(Problem to solve): Please answer from the passage on pagan virtue: what kind of relativism does the distinctness between the ethical frame and the Christian frame generate?

(Document section):
..............................

For these theologians, by contrast with Las Casas, it seems that the narrower frame within which pagans are judged morally is simply that of universal ethics. The wider Christian frame is not, then, an ethical one. For, if it were, then it would follow that the frame it contained was ethically deficient, through being partial, inadequate by the standards of a more universal ethics. But the frame which is contained is clearly presented as complete. The evaluation of the whole into which it fits is not ethical evaluation. Rather, it is evaluative in a more brute, and indeed brutal, fashion: there are certain things people must do in order to avoid the end they want to avoid, eternal suffering, and reach the end they desire, eternal happiness. They are right to do the things which lead to eternal happiness, but the rightness is not moral rightness: it is at once practical and metaphysical.
It would be wrong, however, to take Aquinas, Henry, Scotus, and such theologians as presenting a fully blown relativism of exclusion, even though their discussion of pagan virtues, taken in isolation, might suggest so. Although the Christian frame is not an ethical one, these writers, along with most medieval thinkers, held that it was accessible from the frame of universal ethics. They did so because they rejected the idea that God would allow the damnation of a pagan who acted as well ethically as he or she could. Christian doctrine ruled out the idea that they could be saved simply on account of their natural virtue, but it allowed, for pagans before Christ, that they could go to heaven because of an “implicit” faith, and for those after Christ, that they should receive special teaching about the basic truths of Christianity, through internal inspiration or through a messenger.20 Although it was also thought that most pagans nevertheless remained outside Christianity, these possibilities meant the ethical frame, though distinct from the Christian one, was not isolated from it (in the way that Boethius of Dacia deliberately isolates the Aristotelian frame). The distinctness is enough to generate just a weak relativism, which allows the theologians temporarily to bracket Christian values and consider pagans as genuinely, and sometimes highly, virtuous.

..............................

(Recorded information):
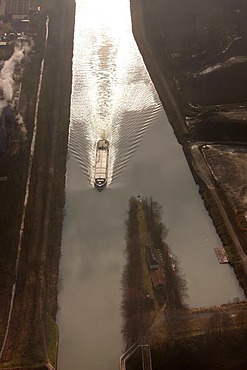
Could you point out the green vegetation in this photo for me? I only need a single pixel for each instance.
(51, 335)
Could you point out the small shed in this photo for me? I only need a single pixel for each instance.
(151, 257)
(158, 279)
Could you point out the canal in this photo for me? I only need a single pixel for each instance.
(114, 98)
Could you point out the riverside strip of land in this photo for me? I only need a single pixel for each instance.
(32, 221)
(196, 56)
(153, 304)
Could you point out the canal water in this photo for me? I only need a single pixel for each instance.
(114, 98)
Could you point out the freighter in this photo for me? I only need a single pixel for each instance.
(101, 164)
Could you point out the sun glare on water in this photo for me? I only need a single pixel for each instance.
(112, 96)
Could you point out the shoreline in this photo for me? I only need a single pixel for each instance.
(172, 103)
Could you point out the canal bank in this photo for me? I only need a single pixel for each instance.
(175, 105)
(108, 72)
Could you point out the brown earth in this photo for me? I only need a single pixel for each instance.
(28, 343)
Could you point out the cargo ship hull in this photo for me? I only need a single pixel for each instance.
(101, 164)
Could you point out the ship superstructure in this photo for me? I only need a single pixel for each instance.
(101, 164)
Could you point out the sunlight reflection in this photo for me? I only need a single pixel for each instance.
(111, 89)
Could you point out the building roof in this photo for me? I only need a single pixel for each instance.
(158, 279)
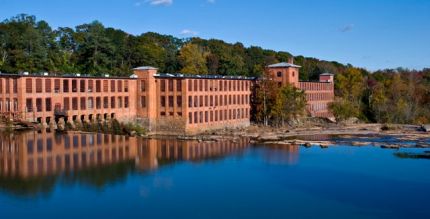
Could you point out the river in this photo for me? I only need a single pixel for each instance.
(49, 175)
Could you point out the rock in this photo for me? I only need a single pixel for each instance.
(270, 137)
(323, 146)
(390, 146)
(359, 143)
(426, 128)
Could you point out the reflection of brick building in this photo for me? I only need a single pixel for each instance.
(41, 154)
(318, 93)
(165, 103)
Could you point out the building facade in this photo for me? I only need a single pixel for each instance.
(319, 94)
(164, 103)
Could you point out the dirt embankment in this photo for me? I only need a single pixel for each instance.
(313, 133)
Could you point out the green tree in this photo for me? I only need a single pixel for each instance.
(193, 59)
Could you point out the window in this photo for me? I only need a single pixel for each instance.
(190, 85)
(119, 102)
(105, 86)
(48, 104)
(178, 85)
(170, 101)
(179, 101)
(143, 101)
(90, 86)
(142, 86)
(28, 85)
(29, 104)
(74, 86)
(105, 102)
(112, 86)
(39, 104)
(98, 86)
(170, 85)
(90, 103)
(83, 103)
(48, 85)
(163, 101)
(82, 86)
(98, 103)
(162, 85)
(119, 86)
(38, 85)
(65, 86)
(66, 103)
(74, 103)
(112, 102)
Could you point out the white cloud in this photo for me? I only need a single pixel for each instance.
(160, 2)
(154, 2)
(346, 28)
(188, 32)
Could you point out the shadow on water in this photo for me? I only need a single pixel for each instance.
(33, 163)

..............................

(Exercise response): A weak relativism.